> _TASK DETAILS_
Which mathematicians does the nimber text below name? List every one.

> _EXTRACTED TEXT_
◇ ◇ ◇

One of the coolest (pure math) facts in Conway’s book ONAG is the explicit construction of the algebraic closure $\overline{\mathbb{F}_2}$ of the field with two elements as the set of all ordinal numbers smaller than $(\omega^{\omega})^{\omega}$ equipped with nimber addition and multiplication.

Some time ago we did run a couple of posts on this. In transfinite number hacking we recalled Cantor’s ordinal arithmetic and in Conway’s nim arithmetics we showed that Conway’s simplicity rules for addition and multiplication turns the set of all ordinal numbers into a field of characteristic zero : $\mathbb{On}_2$ (pronounced ‘Onto’).

In the post extending Lenstra’s list we gave Hendrik Lenstra’s effective construction of the mystery elements $\alpha_p$ (for prime numbers $p$) needed to do actual calculations in $\mathbb{On}_2$. We used SAGE to check the values for $p \leq 41$ and solved the conjecture left in Lenstra’s paper Nim multiplication that $(\omega^{\omega^{13}})^{43} = \omega^{\omega^7} + 1$ and determined $\alpha_p$ for $p \leq 67$.

◇ ◇ ◇

> _PROVIDED MATERIAL_
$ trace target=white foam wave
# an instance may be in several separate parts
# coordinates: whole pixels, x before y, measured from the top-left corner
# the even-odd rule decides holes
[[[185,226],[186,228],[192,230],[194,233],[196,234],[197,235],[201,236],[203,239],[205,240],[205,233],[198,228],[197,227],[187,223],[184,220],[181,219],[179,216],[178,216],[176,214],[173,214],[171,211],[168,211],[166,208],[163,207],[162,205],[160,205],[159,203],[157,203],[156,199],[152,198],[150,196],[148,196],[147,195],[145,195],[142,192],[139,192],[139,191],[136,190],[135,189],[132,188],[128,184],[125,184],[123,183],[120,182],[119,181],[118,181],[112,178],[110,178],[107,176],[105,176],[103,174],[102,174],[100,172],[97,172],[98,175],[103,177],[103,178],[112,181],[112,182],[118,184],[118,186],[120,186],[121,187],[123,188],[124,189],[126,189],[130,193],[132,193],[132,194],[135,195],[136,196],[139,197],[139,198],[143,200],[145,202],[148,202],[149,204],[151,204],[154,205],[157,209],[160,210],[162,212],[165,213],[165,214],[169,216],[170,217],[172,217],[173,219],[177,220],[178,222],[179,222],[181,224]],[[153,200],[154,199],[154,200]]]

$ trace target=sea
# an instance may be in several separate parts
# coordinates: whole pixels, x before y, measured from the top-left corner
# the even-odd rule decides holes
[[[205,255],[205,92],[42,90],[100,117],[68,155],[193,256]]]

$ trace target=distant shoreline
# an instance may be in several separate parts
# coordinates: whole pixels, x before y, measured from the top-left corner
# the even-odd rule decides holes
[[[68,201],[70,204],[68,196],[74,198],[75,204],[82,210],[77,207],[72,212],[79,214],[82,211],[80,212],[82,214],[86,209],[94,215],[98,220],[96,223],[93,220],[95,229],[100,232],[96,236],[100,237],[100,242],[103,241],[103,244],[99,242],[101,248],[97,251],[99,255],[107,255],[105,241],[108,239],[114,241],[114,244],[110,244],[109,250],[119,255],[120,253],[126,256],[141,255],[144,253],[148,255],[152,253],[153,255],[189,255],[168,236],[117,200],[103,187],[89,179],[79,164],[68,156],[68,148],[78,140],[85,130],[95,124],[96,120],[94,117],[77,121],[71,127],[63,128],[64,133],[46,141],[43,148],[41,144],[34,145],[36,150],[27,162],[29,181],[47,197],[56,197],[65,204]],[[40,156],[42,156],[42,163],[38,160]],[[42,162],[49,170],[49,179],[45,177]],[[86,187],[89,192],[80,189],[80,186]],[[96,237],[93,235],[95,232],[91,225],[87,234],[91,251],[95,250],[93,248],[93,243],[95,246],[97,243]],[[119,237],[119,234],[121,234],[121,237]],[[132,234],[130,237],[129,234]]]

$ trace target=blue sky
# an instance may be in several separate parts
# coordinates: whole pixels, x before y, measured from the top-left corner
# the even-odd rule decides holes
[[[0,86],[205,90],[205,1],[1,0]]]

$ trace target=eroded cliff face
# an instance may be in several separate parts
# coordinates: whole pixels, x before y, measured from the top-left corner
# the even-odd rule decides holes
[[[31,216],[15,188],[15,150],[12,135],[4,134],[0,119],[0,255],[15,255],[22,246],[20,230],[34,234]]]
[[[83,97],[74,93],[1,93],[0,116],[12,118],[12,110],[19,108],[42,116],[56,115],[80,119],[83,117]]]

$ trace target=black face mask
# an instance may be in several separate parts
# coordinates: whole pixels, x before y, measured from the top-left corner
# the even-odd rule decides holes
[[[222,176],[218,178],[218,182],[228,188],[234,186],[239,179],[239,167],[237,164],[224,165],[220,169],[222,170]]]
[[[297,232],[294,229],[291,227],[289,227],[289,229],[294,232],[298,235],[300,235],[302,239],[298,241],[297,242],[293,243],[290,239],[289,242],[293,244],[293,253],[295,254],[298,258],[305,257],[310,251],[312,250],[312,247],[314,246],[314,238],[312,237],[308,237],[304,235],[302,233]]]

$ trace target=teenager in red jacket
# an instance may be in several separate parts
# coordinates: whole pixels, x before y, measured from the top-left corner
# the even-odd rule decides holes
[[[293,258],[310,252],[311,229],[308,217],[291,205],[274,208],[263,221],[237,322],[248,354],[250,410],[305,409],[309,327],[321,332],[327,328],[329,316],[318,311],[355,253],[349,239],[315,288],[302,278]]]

◇ ◇ ◇

> _TASK SOLUTION_
Conway, Cantor, Hendrik Lenstra